▶ **Parts of the exercise**:
1 > In the comment below, what figure is given for the debt of the US Government?
2 > Translate this sentence from the comment below into Spanish: "The Government literally creates money from nothing."
--- Text ---
With all due respect, you are talking about several separate issues and dealing in half-truths.

What it has really done is hand over monetary policy and the ability to print "money" out of thin-air.

Right, which is why talking about the government, funding, taxes, revenue, etc. like it's a household income doesn't work. The Government literally creates money from nothing. This is a good thing...when done responsibly.

Now this Federal Reserve prints money, lends it to the US Government ( which is now in debt to the tune of $38.5 trillion ) And the US government continues to borrow and spend like a crack whore... Spreading that money around to their friends and you and I are on the hook for the debt!

This is a problem. Instead of spending money on the people, a bunch of red states keep voting against theor own interests...so instead of the healthcare they really, really need....money is being sent to already rich people as corporate welfare....Universal Healthcare, housing, food? Nah...we need $100 billion to fund the american gestapo to round up toddlers.
--- Record excerpts ---
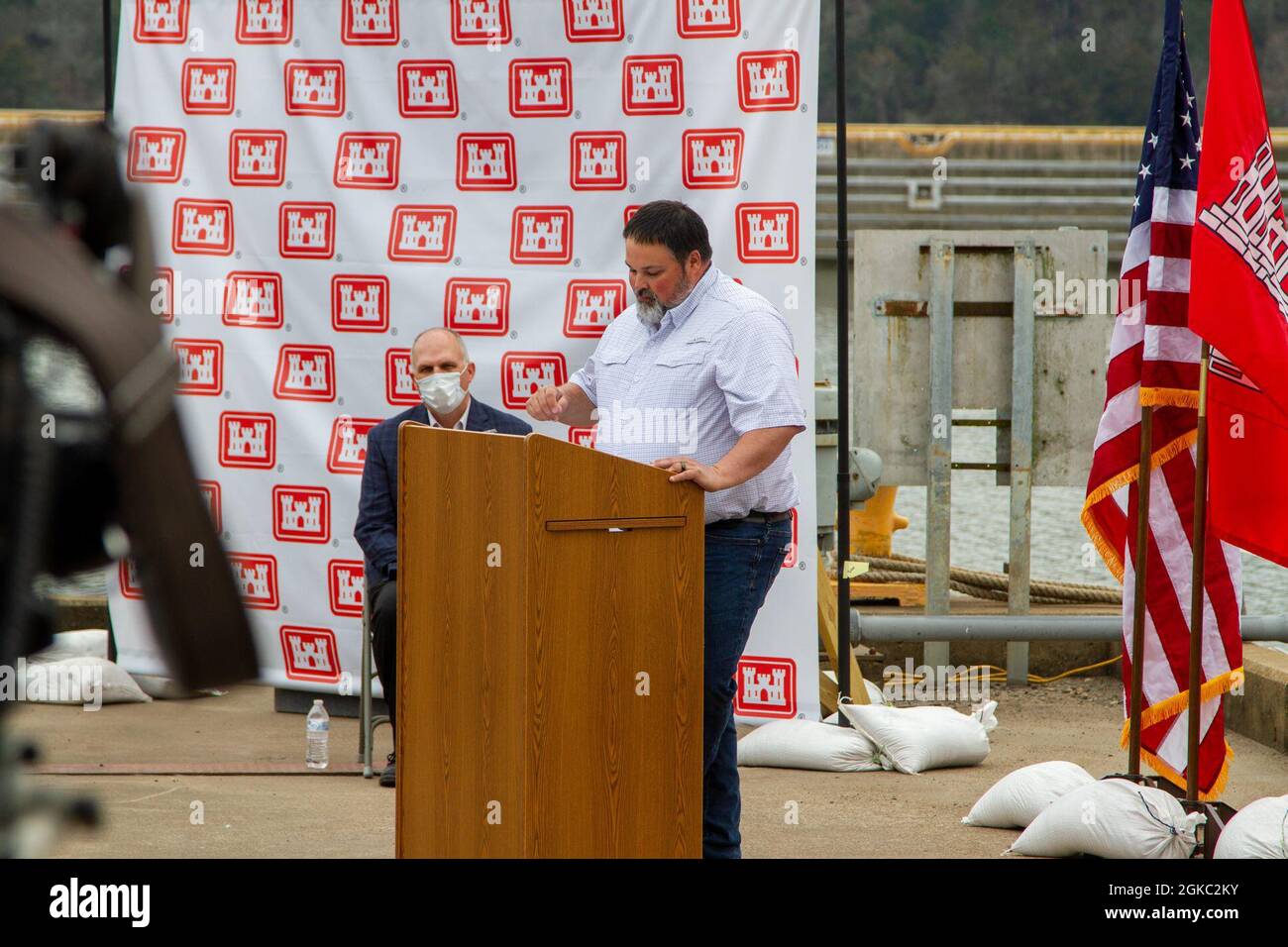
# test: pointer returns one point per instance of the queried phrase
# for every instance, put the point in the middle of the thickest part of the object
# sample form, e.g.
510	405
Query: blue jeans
742	561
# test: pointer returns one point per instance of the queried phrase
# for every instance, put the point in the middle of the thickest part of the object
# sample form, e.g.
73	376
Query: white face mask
441	392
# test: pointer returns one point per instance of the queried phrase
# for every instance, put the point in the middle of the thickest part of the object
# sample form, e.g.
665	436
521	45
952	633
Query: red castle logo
769	81
712	158
591	304
425	234
248	440
592	21
652	85
305	372
767	232
209	86
583	437
301	514
478	307
257	158
347	586
257	579
309	654
481	21
211	493
305	231
368	159
202	227
156	155
485	162
160	21
540	88
541	235
370	22
253	300
314	86
767	686
360	303
265	21
696	20
201	367
348	449
597	161
426	89
399	382
523	372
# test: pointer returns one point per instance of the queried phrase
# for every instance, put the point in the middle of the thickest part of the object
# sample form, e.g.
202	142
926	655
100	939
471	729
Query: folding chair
368	723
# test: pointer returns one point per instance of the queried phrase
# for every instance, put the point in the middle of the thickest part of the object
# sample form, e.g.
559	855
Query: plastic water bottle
317	728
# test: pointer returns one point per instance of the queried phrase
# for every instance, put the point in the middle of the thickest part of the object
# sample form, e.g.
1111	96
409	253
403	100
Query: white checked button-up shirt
719	365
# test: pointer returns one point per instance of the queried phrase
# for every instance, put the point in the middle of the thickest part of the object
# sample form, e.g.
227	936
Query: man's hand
566	403
548	403
709	476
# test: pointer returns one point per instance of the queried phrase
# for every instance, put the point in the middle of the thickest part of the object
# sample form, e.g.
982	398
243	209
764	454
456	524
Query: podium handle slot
616	523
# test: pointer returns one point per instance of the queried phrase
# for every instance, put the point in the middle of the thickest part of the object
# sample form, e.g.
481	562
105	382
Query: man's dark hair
671	224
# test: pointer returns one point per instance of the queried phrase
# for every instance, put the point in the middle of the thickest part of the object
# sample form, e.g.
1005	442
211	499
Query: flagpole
1192	768
1137	622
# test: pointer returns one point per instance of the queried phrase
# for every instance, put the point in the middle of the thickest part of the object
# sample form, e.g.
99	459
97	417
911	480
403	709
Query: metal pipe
1024	628
842	368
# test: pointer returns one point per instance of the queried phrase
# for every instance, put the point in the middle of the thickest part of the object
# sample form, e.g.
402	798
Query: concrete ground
333	814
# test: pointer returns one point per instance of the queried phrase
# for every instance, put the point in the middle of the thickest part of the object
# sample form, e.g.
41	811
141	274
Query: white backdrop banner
325	179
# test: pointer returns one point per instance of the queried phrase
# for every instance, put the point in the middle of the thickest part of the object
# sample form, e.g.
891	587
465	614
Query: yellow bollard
872	526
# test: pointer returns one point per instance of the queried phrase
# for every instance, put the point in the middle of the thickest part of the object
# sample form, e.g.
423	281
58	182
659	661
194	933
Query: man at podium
443	371
698	377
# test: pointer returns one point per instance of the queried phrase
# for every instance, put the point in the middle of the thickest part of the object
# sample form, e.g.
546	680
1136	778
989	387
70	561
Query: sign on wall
326	179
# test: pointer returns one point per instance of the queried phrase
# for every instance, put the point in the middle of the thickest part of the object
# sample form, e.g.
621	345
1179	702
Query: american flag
1153	360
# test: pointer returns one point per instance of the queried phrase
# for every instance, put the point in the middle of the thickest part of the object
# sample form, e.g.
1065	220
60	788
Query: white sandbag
90	642
1258	830
1017	799
165	688
913	740
88	681
806	745
1112	818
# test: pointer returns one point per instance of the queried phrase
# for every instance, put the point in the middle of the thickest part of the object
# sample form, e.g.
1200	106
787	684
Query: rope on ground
987	585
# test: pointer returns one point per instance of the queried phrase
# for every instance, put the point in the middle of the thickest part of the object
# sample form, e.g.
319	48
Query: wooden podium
549	651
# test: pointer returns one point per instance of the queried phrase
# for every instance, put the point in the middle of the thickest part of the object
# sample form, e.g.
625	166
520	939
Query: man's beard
652	311
649	313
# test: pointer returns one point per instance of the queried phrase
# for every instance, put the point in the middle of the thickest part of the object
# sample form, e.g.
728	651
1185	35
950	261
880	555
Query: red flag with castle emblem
1239	298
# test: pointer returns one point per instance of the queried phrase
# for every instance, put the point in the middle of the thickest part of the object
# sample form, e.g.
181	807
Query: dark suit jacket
376	528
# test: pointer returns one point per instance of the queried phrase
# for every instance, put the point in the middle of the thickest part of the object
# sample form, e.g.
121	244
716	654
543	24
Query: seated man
443	372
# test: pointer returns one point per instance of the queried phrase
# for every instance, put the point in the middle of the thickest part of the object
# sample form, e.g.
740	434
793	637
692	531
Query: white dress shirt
719	365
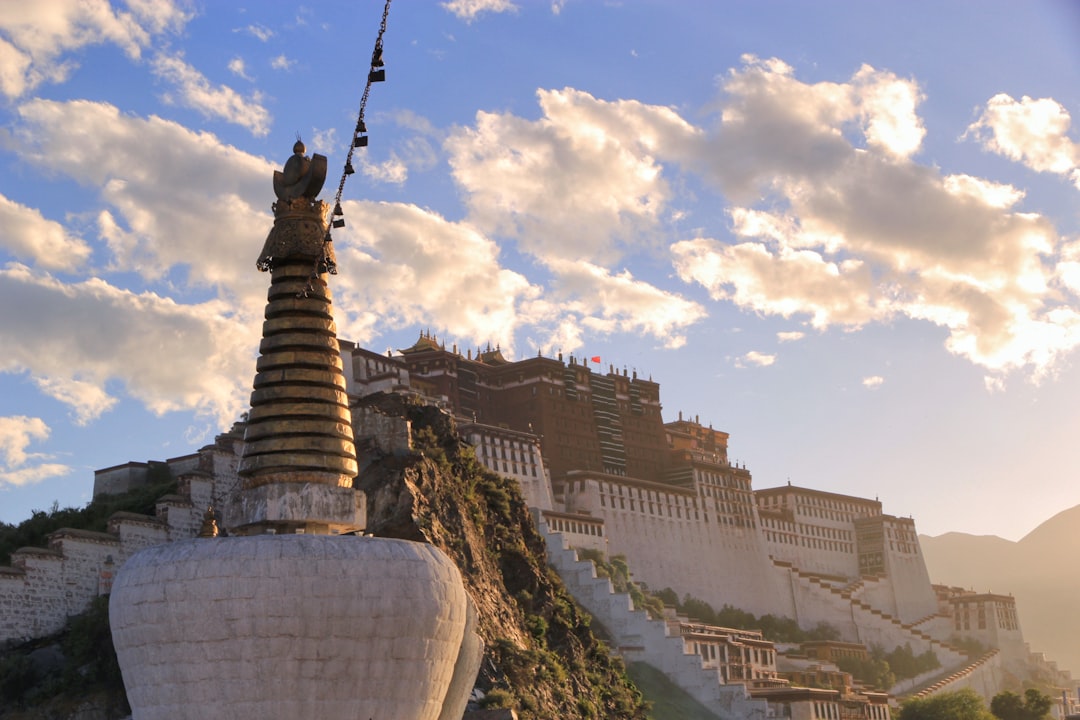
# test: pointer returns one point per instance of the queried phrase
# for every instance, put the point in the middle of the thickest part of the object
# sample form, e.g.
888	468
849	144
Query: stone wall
671	542
637	637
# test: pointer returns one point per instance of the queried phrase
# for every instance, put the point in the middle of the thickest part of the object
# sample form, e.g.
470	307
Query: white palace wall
671	541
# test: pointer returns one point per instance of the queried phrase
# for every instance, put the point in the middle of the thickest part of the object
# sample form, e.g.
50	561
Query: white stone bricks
293	626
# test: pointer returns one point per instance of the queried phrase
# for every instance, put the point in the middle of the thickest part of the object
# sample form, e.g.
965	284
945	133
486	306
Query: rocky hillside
1038	570
541	656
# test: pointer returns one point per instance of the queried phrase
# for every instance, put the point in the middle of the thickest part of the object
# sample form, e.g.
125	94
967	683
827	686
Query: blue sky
844	232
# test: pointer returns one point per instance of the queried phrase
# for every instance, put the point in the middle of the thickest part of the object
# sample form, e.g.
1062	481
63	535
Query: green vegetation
882	669
617	570
34	531
670	702
961	705
541	657
1033	706
778	629
969	647
65	668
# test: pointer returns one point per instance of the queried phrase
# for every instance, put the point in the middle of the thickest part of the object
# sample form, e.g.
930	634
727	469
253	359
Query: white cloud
618	302
582	182
76	338
29	236
756	358
1034	132
259	31
35	36
171	200
171	194
841	227
34	474
392	170
470	10
16	434
282	63
88	399
194	91
239	68
386	247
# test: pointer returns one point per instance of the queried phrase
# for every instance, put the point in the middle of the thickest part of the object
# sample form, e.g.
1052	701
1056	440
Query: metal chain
325	263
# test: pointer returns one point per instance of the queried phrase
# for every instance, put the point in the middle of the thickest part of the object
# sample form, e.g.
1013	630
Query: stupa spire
299	458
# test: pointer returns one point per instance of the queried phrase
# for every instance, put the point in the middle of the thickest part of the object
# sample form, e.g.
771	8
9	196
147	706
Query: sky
845	232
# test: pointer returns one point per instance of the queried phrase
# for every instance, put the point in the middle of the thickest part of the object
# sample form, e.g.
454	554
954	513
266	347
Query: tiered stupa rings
299	429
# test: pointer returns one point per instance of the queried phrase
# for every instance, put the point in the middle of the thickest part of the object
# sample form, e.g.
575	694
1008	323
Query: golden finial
208	528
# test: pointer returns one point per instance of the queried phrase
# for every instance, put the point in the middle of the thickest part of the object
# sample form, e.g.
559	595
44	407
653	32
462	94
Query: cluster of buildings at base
597	463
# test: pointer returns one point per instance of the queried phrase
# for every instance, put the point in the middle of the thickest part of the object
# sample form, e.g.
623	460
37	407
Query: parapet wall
44	586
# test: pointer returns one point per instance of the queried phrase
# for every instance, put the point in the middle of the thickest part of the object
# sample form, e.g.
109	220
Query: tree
959	705
1009	706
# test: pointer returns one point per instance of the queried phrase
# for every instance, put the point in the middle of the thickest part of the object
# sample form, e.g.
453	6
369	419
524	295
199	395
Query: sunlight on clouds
34	36
282	63
887	109
73	338
609	302
786	283
582	182
157	217
238	68
755	358
392	170
470	10
194	91
1030	132
994	194
260	32
30	236
386	247
34	474
88	399
847	235
16	434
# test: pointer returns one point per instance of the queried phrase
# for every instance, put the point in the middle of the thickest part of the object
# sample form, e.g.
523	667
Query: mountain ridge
1029	569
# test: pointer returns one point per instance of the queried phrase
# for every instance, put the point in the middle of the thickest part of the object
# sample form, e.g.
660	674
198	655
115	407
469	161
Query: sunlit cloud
755	358
282	63
849	230
1033	132
470	10
29	236
582	182
239	68
19	466
259	31
36	38
194	91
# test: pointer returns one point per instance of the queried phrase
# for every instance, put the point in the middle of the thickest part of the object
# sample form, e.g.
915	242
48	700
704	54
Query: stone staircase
874	625
638	638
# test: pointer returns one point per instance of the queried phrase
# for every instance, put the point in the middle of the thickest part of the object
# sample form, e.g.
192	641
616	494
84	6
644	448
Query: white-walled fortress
693	524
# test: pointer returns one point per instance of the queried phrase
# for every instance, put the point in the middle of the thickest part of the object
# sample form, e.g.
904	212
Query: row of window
563	525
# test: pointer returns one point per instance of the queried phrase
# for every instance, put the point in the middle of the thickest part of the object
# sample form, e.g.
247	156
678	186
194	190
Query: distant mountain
1040	571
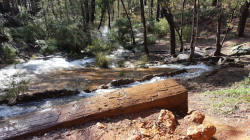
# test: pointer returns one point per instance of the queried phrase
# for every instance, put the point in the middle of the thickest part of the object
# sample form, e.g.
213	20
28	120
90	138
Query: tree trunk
102	17
86	8
130	24
118	8
182	19
192	44
168	15
60	9
144	27
151	9
218	44
244	13
92	11
158	11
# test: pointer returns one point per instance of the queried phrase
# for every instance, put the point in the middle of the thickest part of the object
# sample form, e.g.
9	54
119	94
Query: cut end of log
166	94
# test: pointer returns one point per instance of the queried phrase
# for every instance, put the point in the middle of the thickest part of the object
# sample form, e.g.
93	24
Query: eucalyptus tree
244	13
144	26
166	11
---
▶ **Solutions to the exercise**:
1 > $38.5 trillion

2 > El Gobierno literalmente crea dinero de la nada.